• Task prompt
Transcribe the listing verbatim. Do not carry over any pictures.

• Given entries
* * *

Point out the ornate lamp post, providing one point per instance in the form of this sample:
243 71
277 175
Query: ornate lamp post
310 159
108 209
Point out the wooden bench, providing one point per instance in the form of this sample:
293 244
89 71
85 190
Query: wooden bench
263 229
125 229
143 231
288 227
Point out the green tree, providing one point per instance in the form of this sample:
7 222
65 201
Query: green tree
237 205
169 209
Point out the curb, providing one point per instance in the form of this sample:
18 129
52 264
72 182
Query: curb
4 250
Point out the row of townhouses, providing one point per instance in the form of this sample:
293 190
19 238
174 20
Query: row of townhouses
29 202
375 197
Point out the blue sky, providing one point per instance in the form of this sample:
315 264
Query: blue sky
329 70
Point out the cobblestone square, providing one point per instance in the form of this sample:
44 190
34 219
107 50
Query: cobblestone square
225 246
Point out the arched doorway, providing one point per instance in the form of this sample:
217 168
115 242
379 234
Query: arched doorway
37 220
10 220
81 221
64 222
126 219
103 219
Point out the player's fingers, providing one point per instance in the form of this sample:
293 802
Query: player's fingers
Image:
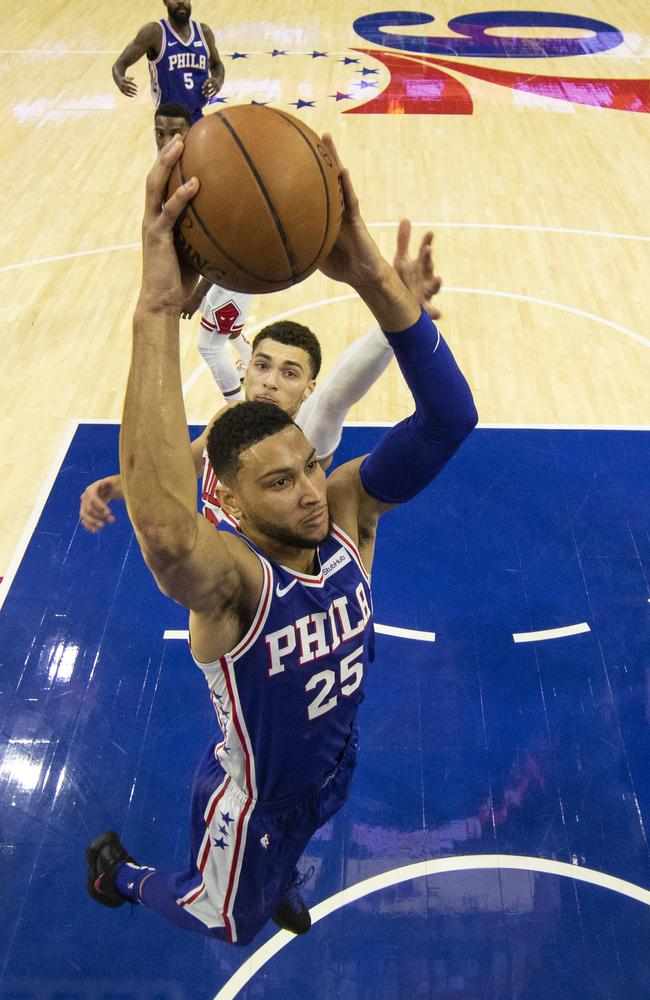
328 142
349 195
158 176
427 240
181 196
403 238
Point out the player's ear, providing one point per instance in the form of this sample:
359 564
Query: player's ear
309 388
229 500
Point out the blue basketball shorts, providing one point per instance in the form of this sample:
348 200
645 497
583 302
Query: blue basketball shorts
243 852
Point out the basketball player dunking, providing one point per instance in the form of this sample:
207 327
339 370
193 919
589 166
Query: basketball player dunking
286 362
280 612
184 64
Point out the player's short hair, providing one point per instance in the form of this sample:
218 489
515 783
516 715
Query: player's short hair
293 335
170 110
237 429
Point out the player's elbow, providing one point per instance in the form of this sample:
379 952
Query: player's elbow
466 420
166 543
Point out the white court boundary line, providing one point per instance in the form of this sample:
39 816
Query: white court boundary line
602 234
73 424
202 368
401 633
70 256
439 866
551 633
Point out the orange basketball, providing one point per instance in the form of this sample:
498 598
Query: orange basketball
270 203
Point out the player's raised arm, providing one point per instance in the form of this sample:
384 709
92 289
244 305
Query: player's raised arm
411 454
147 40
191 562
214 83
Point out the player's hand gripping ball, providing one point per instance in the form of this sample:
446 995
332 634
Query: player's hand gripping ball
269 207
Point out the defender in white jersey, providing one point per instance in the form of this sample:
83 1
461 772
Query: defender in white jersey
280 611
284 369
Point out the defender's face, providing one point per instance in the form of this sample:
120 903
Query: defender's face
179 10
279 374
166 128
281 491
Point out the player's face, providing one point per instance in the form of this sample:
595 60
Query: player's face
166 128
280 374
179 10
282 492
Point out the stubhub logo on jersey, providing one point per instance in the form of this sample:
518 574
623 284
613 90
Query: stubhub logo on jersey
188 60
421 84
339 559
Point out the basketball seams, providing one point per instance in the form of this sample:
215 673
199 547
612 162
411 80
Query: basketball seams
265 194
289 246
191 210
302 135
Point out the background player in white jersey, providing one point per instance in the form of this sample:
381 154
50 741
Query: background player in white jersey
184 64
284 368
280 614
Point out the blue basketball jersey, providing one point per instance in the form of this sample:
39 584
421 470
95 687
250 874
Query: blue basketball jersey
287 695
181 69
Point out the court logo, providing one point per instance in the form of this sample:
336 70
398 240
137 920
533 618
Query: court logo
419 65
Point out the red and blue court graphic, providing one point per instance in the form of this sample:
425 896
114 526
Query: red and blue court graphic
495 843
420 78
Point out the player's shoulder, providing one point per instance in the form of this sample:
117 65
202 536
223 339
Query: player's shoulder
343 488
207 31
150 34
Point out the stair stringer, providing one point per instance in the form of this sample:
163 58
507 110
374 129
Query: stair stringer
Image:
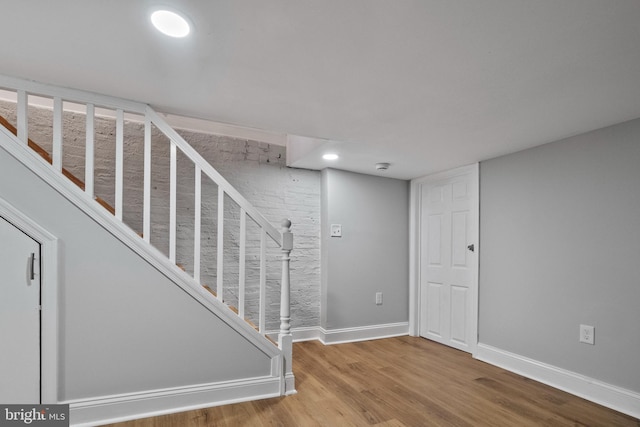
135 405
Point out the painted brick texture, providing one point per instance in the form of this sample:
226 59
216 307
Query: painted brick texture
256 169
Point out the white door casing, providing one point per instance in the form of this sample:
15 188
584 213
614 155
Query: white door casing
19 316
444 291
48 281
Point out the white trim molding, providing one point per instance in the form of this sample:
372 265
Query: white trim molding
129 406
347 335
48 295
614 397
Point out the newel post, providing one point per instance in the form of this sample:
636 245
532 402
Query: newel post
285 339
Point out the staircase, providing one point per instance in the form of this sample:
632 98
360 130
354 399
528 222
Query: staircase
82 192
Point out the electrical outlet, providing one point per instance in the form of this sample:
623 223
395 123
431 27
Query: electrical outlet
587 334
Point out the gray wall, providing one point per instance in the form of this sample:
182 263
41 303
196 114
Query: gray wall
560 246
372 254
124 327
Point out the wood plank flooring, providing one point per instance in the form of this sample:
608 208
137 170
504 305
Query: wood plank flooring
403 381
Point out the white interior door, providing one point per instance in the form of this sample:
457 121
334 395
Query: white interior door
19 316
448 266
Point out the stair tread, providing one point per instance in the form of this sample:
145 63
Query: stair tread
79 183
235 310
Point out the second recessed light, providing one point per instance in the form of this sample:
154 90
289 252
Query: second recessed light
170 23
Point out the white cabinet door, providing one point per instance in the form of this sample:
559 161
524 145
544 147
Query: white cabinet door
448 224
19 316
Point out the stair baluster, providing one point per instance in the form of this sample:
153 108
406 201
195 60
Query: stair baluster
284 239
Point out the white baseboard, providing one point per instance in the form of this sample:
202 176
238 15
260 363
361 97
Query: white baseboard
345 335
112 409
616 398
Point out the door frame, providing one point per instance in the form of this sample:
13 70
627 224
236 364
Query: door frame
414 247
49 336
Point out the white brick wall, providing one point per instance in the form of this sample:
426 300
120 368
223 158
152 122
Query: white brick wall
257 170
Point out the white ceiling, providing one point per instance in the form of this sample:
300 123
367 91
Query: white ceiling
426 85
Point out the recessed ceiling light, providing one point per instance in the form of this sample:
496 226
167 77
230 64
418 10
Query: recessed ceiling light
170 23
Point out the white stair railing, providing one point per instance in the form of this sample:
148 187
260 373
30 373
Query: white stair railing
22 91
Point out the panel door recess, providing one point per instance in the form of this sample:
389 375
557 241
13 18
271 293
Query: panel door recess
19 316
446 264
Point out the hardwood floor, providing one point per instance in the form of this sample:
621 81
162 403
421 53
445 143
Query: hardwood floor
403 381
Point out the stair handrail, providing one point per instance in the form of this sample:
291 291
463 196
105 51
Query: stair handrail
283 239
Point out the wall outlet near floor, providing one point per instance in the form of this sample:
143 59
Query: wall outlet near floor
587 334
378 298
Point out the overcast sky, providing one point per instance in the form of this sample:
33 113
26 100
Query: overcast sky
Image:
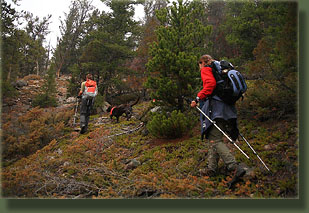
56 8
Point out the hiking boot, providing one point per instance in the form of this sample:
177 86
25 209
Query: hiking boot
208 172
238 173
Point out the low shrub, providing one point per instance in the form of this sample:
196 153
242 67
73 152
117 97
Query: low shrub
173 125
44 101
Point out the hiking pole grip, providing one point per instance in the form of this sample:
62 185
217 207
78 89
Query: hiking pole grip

* * *

• Result for this task
Point out the ornate lamp post, providing one point per instance in the form of this sample:
243 71
277 175
Query: ornate lamp post
310 159
108 209
Point out the wooden bench, providing one point per instance in the form of this sample:
293 244
89 71
85 190
Query: wooden bench
263 229
125 229
143 231
288 227
Point out the green tree, providing one point per instance in the form of this sample:
7 222
65 201
Query: green tree
237 205
169 209
Point out the curb, providing one point per instance in the form of this sample:
18 129
52 264
72 182
Query: curb
4 250
Point out the row of townhouses, providing one point per instance in the form of this sample:
293 190
19 238
174 20
Query: row of townhouses
29 202
375 197
Point out the blue sky, providing one point per instance in the form of this sample:
315 264
Query: blue sky
329 70
Point out the cobblestone square, providing one point per instance in the form of this sample:
44 190
34 219
107 50
Query: cobblestone square
225 246
Point out the arched doorway, providing one point per instance in the form of this sample:
217 168
115 242
379 234
Query: arched doorway
37 220
10 220
81 221
64 222
126 219
103 219
Point out the player's fingers, providing one point per instance in the form of this sample:
293 802
Query: player's fingers
Image:
328 142
349 195
158 176
427 240
181 196
403 238
Point out the player's ear, providing one point per instance in the form of this sample:
359 564
Query: player's ear
309 388
229 500
Point out the blue basketball shorts, providing one point per instance in the form of this sample:
348 200
645 497
583 302
Query: blue basketball shorts
243 852
Point out the basketball player dunking, providing one point per instance in the form of this sample:
207 327
339 370
193 919
589 166
Query: basketball player dunking
286 362
280 612
184 64
Point out the player's short hair, providing one point per instance in the form of this sample:
218 489
515 783
516 715
Query: player's short hair
293 335
170 110
237 429
Point out the player's elbow, providing one point per instance in the form of this sample:
379 952
Query: player's elbow
466 420
166 543
Point out the white court boundary line, providing one point per instance in the form of this sample:
39 816
Query: white court boundary line
602 234
73 424
202 368
401 633
70 256
439 866
551 633
Point out the orange basketball, providing one point per instance in the form of this sample:
498 598
Query: orange basketball
270 203
Point out the player's raised arm, providing one point per instance in the form of this sample:
384 709
92 289
244 305
Query: player's raised arm
411 454
147 40
191 562
214 83
Point out the player's hand gripping ball, providing one point per instance in the form of this sample:
446 995
332 634
Query: player's hand gripping ball
269 207
Point out the defender in white jersey, providing one point per instance in the form of this sample:
83 1
461 772
Query: defender in white jersey
280 611
284 369
Point out the defender's face, providing one point per instance in the form of this sample:
120 903
Query: defender's face
179 10
279 374
166 128
281 491
Point out the player's face, providing one point per instance in the form of this sample:
595 60
Query: player's face
166 128
280 374
179 10
282 492
Point out the stubhub logo on jersey, providing one point per instance in the form of this sample:
518 574
623 284
613 90
Query: stubhub logo on jersey
188 60
421 84
339 559
Point out the basketball seams, providing one point per instance in the form of this sample:
215 673
199 547
612 162
411 80
Query: basketball seams
265 194
289 246
191 210
302 135
Point out the background player in white jersey, providing one point per instance in the form of this sample:
381 154
50 741
Query: background player in white jersey
184 64
284 368
280 614
Point out the blue basketball jersey, providing one point per instance in the form of this sample:
39 584
421 470
95 687
250 874
Query: blue basketball jersey
287 695
181 69
Point out the court logo, providing one point per instance in the form of this sample:
336 70
398 240
137 920
533 618
Query: court logo
419 65
Point out the red and blue court graphic, providing one point per instance in the form of this sample:
425 896
114 526
Query: red and blue court graphic
495 843
420 78
Point out the player's shoulder, providing one point per instance in the form of this sample:
117 65
202 536
223 339
Query: player's shoulder
343 488
207 31
150 34
Point out the stair stringer, providing one point per instance in the form of this sample:
163 58
507 110
374 129
Query: stair stringer
Image:
135 405
Point out the painted brick texture, providing one point per instance in the form of this sample:
226 59
216 307
Query: painted brick texture
256 169
Point out the white door casing, providing one point per instance in the form of this sample:
15 188
584 213
614 155
Query: white door casing
19 316
444 291
48 281
Point out the white trim molding, providing one point per instance in the form of this sample:
372 265
Query: white trim molding
129 406
347 335
48 295
614 397
Point out the newel post, providing one point per instance in the form of this sample:
636 245
532 402
Query: newel post
285 339
Point out the staircase, providing one point per instance in the form of this sample:
632 98
360 130
354 399
528 222
Query: staircase
82 192
Point out the electrical outlet, providing one point per instance in the form of this sample:
623 223
395 123
431 27
Query: electrical outlet
587 334
Point out the gray wall, providing one point per instance in the form of this sample:
182 263
41 303
196 114
Query: gray wall
560 246
372 254
124 327
Point out the wood plank flooring, providing one point per instance in the form of this sample:
608 208
137 170
504 305
Query: wood plank flooring
403 381
Point out the white interior door, providing one point per instance in the form of this sample:
457 121
334 395
Query: white interior door
19 316
448 266
Point out the stair tread, providing one point per instance in the form of this sample:
145 63
Query: stair tread
79 183
235 310
Point out the second recessed light, providing one point per instance in the form of this sample:
154 90
289 252
Query: second recessed light
170 23
Point out the white cabinet door, providing one point per instance in the form of this sample:
559 161
524 145
544 147
Query: white cabinet door
448 224
19 316
Point out the stair baluster, providing one point per instance in the form of this sample:
153 108
406 201
195 60
Query: stair baluster
284 239
Point out the white baseboard, providing one point per instance in the form of this sample:
202 176
238 15
260 363
361 97
Query: white baseboard
345 335
112 409
616 398
Point out the door frame, providing one point per instance in the form of this sample:
13 70
627 224
236 364
Query: door frame
414 247
49 336
Point out the white brick wall, providing one point per instance in the form of this sample:
426 300
120 368
223 158
152 122
Query: white brick wall
257 170
Point out the white ceiling, providing one point per instance in the form of this sample:
300 123
367 91
Query: white ceiling
426 85
Point out the recessed ceiling light, providing one point per instance in the form of this sample:
496 226
167 77
230 64
418 10
Query: recessed ceiling light
170 23
Point out the white stair railing, providing one point per instance in the form of this sample:
148 187
260 373
30 373
Query: white stair railing
22 91
Point out the panel door recess, providing one point per instance in the form of this sample:
389 375
557 241
13 18
271 293
Query: panel door recess
19 316
446 264
Point out the hardwood floor, providing one point per instance in the form of this sample:
621 81
162 403
421 53
445 143
Query: hardwood floor
403 381
Point out the stair handrail, providing one point per instance in the form of this sample:
291 291
463 196
105 51
Query: stair handrail
283 239
Point out the wall outlet near floor, providing one point per instance in the form of this sample:
143 59
Query: wall outlet near floor
587 334
378 298
Point out the overcast sky, providing one point per instance in the form of this sample:
33 113
26 100
Query: overcast sky
Image:
56 8
Point out the hiking boot, providing one point per instance in the form of this sample:
177 86
25 209
Query: hiking boot
208 172
238 173
Point out the low shrub, providing one point per instance in the form of this sample:
196 153
242 67
73 152
117 97
Query: low shrub
173 125
44 101
Point out the hiking pole grip, providing one point per instance in the form of this sample:
62 185
217 207
78 89
Query: hiking pole grip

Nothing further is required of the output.